● **What you will do**:
All the data beneath this line is to be reproduced exactly.
· · · ·
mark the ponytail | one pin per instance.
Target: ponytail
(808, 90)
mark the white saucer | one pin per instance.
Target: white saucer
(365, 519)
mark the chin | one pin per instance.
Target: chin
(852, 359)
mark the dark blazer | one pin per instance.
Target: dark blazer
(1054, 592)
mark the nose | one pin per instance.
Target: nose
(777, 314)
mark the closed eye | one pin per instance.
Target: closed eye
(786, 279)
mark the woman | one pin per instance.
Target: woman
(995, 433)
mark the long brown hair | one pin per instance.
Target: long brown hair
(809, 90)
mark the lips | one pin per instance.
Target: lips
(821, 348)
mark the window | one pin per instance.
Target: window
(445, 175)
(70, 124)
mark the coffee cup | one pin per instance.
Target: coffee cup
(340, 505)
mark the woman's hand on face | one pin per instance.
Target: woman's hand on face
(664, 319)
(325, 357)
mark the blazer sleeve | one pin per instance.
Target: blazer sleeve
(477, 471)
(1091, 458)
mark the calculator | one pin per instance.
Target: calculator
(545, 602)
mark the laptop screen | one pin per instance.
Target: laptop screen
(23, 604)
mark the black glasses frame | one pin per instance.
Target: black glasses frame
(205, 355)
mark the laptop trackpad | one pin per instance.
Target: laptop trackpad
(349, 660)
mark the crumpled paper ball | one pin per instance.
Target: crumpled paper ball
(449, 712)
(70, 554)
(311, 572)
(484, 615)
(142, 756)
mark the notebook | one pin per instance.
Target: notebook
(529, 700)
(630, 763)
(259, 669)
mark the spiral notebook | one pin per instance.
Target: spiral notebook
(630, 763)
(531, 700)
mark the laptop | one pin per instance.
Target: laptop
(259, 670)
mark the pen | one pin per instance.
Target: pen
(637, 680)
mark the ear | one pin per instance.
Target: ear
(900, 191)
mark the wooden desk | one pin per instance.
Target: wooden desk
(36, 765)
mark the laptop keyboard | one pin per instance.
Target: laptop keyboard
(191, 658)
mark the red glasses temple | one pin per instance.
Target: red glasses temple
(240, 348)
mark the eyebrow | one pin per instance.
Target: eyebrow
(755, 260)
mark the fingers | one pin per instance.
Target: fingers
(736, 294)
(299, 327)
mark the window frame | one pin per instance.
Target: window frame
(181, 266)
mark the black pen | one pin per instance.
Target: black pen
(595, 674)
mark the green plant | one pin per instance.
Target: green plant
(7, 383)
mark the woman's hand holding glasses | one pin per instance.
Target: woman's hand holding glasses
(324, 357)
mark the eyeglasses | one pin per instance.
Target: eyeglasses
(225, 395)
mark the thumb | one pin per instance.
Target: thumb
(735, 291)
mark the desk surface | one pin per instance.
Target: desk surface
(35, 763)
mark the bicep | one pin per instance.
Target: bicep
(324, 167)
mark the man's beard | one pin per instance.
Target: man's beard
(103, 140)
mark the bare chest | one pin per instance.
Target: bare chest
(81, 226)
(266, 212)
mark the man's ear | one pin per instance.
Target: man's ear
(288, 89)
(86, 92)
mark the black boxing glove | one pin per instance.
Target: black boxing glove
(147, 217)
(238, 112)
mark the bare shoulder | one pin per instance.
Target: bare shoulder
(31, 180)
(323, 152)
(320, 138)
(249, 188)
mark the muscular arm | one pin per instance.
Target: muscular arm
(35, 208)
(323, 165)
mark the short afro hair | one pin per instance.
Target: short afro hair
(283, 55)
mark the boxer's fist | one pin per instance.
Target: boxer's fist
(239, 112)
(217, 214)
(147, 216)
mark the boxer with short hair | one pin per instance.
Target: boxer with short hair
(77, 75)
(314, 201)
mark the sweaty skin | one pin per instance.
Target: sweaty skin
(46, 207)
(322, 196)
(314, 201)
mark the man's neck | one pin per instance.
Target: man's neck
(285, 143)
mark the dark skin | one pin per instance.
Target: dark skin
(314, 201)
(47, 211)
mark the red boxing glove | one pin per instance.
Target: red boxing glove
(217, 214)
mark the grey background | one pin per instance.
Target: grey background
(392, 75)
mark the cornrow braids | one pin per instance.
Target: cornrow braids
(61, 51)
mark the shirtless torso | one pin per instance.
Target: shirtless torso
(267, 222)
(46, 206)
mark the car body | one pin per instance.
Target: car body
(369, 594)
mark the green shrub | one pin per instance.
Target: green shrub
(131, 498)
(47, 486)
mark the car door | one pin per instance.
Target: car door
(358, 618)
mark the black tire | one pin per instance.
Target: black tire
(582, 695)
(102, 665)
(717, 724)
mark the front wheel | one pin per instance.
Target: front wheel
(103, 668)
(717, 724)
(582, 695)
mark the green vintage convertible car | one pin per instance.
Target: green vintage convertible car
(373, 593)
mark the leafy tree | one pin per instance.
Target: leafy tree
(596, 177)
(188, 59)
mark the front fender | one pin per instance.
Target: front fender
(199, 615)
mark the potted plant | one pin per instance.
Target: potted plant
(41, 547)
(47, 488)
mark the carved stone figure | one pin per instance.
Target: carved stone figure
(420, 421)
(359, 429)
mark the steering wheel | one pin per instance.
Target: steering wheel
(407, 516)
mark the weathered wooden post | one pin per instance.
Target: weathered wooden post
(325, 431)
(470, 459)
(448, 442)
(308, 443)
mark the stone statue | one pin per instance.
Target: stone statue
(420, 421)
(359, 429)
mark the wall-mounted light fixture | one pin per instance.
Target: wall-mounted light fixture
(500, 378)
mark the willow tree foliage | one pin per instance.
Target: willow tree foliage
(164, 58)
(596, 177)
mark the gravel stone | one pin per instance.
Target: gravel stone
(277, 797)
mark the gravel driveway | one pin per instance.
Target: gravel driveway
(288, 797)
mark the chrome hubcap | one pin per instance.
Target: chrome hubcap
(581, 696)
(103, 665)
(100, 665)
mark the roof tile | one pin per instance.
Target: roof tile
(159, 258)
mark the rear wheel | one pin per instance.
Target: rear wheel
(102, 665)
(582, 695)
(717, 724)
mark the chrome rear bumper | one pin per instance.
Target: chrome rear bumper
· · · ·
● **Answer area**:
mark the ponytail | one pin per instance.
Target: ponytail
(808, 90)
mark the white saucer | one pin per instance.
Target: white saucer
(365, 519)
mark the chin | one pin per instance.
Target: chin
(852, 359)
mark the dark blazer | one pin per instance.
Target: dark blazer
(1054, 592)
mark the nose | one pin per instance.
Target: nose
(777, 314)
mark the closed eye | one pin per instance.
Target: closed eye
(786, 279)
mark the woman | one pin per instance.
Target: woman
(995, 433)
mark the long brown hair | one pin per instance.
Target: long brown hair
(809, 90)
mark the lips | one pin per instance.
Target: lips
(821, 348)
mark the window | one pin per instance.
Target: window
(445, 175)
(70, 124)
mark the coffee cup | one pin per instance.
Target: coffee cup
(340, 505)
mark the woman's hand on face | one pin per instance.
Target: woman's hand on face
(664, 319)
(325, 357)
mark the blazer sleeve | one pin per instance.
Target: blazer sleeve
(477, 471)
(1091, 458)
mark the calculator | one pin per instance.
Target: calculator
(545, 602)
mark the laptop screen | one pin per instance.
Target: laptop screen
(23, 604)
mark the black glasses frame | one pin per instance.
Target: black glasses frame
(205, 355)
mark the laptop trackpad | one pin per instance.
Target: laptop trackpad
(349, 660)
mark the crumpled paper ball | one pin per instance.
Target: crumpled paper ball
(449, 712)
(70, 554)
(311, 572)
(484, 615)
(142, 756)
mark the notebook | one pin per instance.
Target: notebook
(529, 700)
(630, 763)
(259, 669)
mark the spiral notebook | one pin per instance.
Target: spiral notebook
(630, 763)
(531, 700)
mark the laptop | one pin per instance.
Target: laptop
(259, 670)
mark the pen | one pin per instance.
Target: pen
(637, 680)
mark the ear | one pin per instance.
Target: ear
(900, 191)
mark the wooden desk | one pin per instance.
Target: wooden desk
(36, 765)
mark the laptop keyboard | one pin per instance.
Target: laptop keyboard
(191, 658)
mark the red glasses temple | one pin per instance.
Target: red glasses temple
(240, 348)
mark the eyebrow | one pin per instance.
Target: eyebrow
(755, 260)
mark the fingers | one pin per instance.
Target: fingers
(736, 294)
(299, 327)
mark the window frame | one pin per instance.
Target: window frame
(181, 266)
mark the black pen | one pin per instance.
Target: black pen
(595, 674)
mark the green plant | one pin per instance.
Target: green plant
(7, 383)
mark the woman's hand holding glasses | one pin per instance.
Target: woman's hand holding glasses
(324, 357)
mark the eyeglasses | one pin per instance.
Target: eyeglasses
(225, 395)
mark the thumb | one pin per instance.
Target: thumb
(735, 291)
mark the desk surface | one pin per instance.
Target: desk surface
(35, 763)
mark the bicep | one pin per instance.
Target: bicep
(324, 167)
mark the man's beard | one pin per instance.
Target: man's beard
(103, 140)
mark the bare chest | one pin per instance.
Target: bare chest
(81, 226)
(266, 212)
mark the man's ear | one pin per instance.
Target: man's ear
(288, 89)
(86, 92)
mark the black boxing glove | one pin per instance.
Target: black boxing glove
(147, 217)
(238, 112)
mark the bare shoulder | one pin per instance.
Target: bare shoulder
(31, 180)
(323, 152)
(320, 138)
(249, 188)
mark the muscular arm | one pin per instance.
Target: muscular arm
(35, 208)
(323, 165)
mark the short afro hair | one pin per instance.
Target: short afro hair
(283, 55)
mark the boxer's fist | one pin per instance.
Target: boxer's fist
(239, 112)
(217, 214)
(147, 216)
mark the boxer with short hair | one pin per instance.
Target: boxer with short hair
(77, 75)
(314, 201)
mark the sweaty skin | one pin per instance.
Target: sweaty skin
(46, 207)
(322, 196)
(314, 201)
mark the man's neck | one pin per instance.
Target: man's neck
(285, 143)
mark the dark skin | one pin per instance.
Target: dark skin
(314, 201)
(47, 211)
mark the red boxing glove | one pin per instance.
Target: red boxing glove
(217, 214)
mark the grey background | one pin per instance.
Target: grey background
(392, 75)
mark the cornrow braids | one pin per instance.
Target: cornrow braids
(61, 51)
mark the shirtless torso | one pin per instance.
Target: shirtless torso
(267, 222)
(46, 206)
mark the car body | one pin per instance.
Target: car body
(369, 594)
mark the green shrub | one pin per instance.
Target: green shrub
(131, 498)
(47, 486)
mark the car door | one pin per instance.
Target: car door
(358, 618)
mark the black tire | one pin per instance.
Target: black tire
(582, 695)
(102, 665)
(717, 724)
mark the front wheel | one pin per instance.
Target: front wheel
(103, 668)
(717, 724)
(582, 695)
mark the green vintage convertible car | one pin per instance.
Target: green vintage convertible car
(373, 593)
mark the leafy tree | one pin per instance.
Target: leafy tree
(596, 177)
(188, 59)
mark the front fender | one pin per instance.
Target: front fender
(199, 615)
mark the potted plant | one pin per instance.
Target: potted plant
(41, 547)
(47, 488)
mark the carved stone figure | one pin per instance.
Target: carved stone figure
(420, 421)
(359, 429)
mark the steering wheel | one pin per instance.
Target: steering wheel
(407, 516)
mark the weathered wooden post | one pin per instance.
Target: weathered wooden post
(325, 431)
(470, 459)
(448, 442)
(308, 443)
mark the stone statue | one pin per instance.
Target: stone statue
(420, 421)
(359, 429)
mark the wall-mounted light fixture | one pin per instance.
Target: wall-mounted light fixture
(500, 378)
mark the willow tree foliage | one pin per instance.
Target: willow tree foliage
(164, 58)
(596, 177)
mark the gravel stone | one pin per instance.
Target: gravel stone
(277, 797)
mark the gravel driveway | one pin per instance.
Target: gravel driveway
(288, 797)
mark the chrome hubcap | one pin per instance.
Target: chrome hubcap
(581, 696)
(103, 665)
(100, 665)
mark the roof tile | one pin per instance.
Target: roof tile
(159, 258)
mark the rear wheel | one pin per instance.
Target: rear wheel
(102, 665)
(582, 695)
(717, 724)
mark the chrome rear bumper | one pin per instance.
Target: chrome rear bumper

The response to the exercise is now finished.